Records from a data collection
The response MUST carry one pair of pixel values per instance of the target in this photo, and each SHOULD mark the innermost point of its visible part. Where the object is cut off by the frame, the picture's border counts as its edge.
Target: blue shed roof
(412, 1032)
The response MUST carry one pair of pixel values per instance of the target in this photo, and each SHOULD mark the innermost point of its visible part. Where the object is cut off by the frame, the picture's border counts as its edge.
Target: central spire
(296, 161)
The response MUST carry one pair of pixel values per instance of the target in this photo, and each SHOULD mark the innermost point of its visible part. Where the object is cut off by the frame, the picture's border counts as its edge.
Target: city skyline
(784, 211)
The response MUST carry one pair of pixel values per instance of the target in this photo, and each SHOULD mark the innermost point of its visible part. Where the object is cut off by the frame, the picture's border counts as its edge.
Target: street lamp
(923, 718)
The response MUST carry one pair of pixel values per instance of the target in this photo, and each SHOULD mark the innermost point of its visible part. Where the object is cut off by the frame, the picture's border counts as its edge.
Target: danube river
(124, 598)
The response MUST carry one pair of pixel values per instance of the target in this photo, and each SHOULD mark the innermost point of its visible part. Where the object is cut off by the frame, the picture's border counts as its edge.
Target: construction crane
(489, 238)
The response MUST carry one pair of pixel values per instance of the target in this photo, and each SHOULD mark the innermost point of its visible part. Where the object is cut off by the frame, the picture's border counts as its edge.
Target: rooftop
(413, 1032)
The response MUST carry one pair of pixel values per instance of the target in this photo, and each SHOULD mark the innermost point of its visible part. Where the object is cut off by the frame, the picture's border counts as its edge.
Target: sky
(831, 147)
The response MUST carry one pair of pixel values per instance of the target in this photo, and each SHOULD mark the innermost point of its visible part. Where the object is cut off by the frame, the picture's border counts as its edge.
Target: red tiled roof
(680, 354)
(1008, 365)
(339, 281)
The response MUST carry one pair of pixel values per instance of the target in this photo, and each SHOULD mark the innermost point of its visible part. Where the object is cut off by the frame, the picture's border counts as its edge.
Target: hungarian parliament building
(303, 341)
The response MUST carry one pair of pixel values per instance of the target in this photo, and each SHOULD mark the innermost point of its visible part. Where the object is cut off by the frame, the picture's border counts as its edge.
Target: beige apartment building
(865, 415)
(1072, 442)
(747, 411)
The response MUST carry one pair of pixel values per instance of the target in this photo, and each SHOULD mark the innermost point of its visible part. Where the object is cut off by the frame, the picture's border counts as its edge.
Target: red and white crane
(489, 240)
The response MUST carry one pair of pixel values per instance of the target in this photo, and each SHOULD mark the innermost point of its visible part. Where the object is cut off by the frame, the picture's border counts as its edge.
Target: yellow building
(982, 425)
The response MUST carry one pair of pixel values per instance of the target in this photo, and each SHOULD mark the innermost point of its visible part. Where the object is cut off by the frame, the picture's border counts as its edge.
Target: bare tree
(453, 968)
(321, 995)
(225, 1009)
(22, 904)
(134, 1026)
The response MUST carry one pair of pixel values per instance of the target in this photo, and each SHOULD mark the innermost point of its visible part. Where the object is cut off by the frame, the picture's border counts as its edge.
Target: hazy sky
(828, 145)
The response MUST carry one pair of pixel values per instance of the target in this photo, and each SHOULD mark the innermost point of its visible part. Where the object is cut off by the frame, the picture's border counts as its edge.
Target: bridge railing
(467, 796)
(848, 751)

AIM OF THE TASK » The output should restate the data exactly, with no line missing.

YOUR RESPONSE »
The response MUST carry one pair of pixel values per instance of the target in this photo, and each SHOULD mark the innermost point of its visible part. Where the object is cut off by the frame, the picture's border counts as its edge.
Target: blue shed roof
(412, 1032)
The response MUST carry one pair of pixel values per instance of the target in this photo, and each SHOULD mark the innermost point of its visible part. Where the object is cut off by the frame, the picture's border counts as its edge.
Target: central spire
(296, 161)
The response MUST carry one pair of pixel values per instance of the target in this photo, and each SHOULD mark the innermost point of its visible part. Where the object is cut off by the frame, the picture's border counts as its edge.
Target: city skyline
(784, 211)
The response MUST carry one pair of pixel values per instance of the target in this photo, and each SHOULD mark the innermost point of its visible part. Where the object is cut off by the frame, the picture's border counts as its edge.
Target: street lamp
(923, 718)
The response MUST carry one pair of pixel values per instance of the target in this photo, and each SHOULD mark the innermost point of its visible part. Where the object is cut off by the frame, the picture's border counts as its edge.
Target: danube river
(124, 598)
The response MUST carry one pair of pixel values per instance of the target in this photo, and each SHOULD mark the innermost point of its visible part. Where the object is cut off by the frame, the picture's border counts as its edge.
Target: construction crane
(489, 238)
The response MUST carry one pair of pixel values per instance of the target in this photo, and each SHOULD mark the innermost point of its visible part. Where the object is cut off by the frame, the picture's border counts as its edge.
Target: rooftop
(413, 1032)
The response MUST carry one pair of pixel values per instance of the target in this photo, and each SHOULD mark the innermost point of its visible part. Where the object is cut off by the frame, the picture's border counts as its edge.
Target: sky
(831, 147)
The response MUST carry one pair of pixel values per instance of the target in this photo, and each SHOULD mark the innermost point of its visible part. Where the object is cut off by the frame, the picture's border counts as its edge.
Target: red tiled roof
(680, 354)
(1008, 365)
(339, 281)
The response MUST carry one pair of pixel values per instance of the target in this photo, and each SHOULD mark the innermost point of its visible part. Where the object is cut off by the frame, the picture's border counts as its edge.
Target: hungarian parliament building
(303, 341)
The response MUST carry one pair of pixel values per instance of the target in this photo, and each SHOULD mark the innermost point of its visible part. Where the object is cut off by the frame, the picture's border counts as its edge.
Target: beige apartment building
(865, 415)
(1072, 442)
(747, 411)
The response MUST carry one pair of pixel values per instance of the target in this photo, and each SHOULD mark the innermost point of its visible part. Where the object is cut off by the frame, the picture's border counts as its edge.
Target: red and white crane
(489, 240)
The response MUST carry one pair of pixel values per instance of the target in this photo, and each SHOULD mark the innermost point of its visible part. Where the object is cut off by the frame, the picture's border counts as its edge.
Target: yellow building
(982, 425)
The response MUST carry one pair of pixel values per instance of the target in this photo, and each SHOULD mark the innermost point of its visible part. Where the object is cut off by the frame, the picture's border counts as its edge.
Target: bare tree
(453, 968)
(321, 995)
(225, 1009)
(22, 904)
(134, 1026)
The response MUST carry one pair of pixel values per instance of the target in this photo, and each SHOULD mark the innermost point of its visible part. Where the object is cut off by the frame, the picture's border counts as its edge.
Target: hazy sky
(828, 145)
The response MUST carry one pair of pixel values per instance of the target in this photo, and each SHOULD mark the innermost point of its visible part. Where the object is cut off by the frame, the picture's border counts as its edge.
Target: bridge railing
(467, 796)
(848, 751)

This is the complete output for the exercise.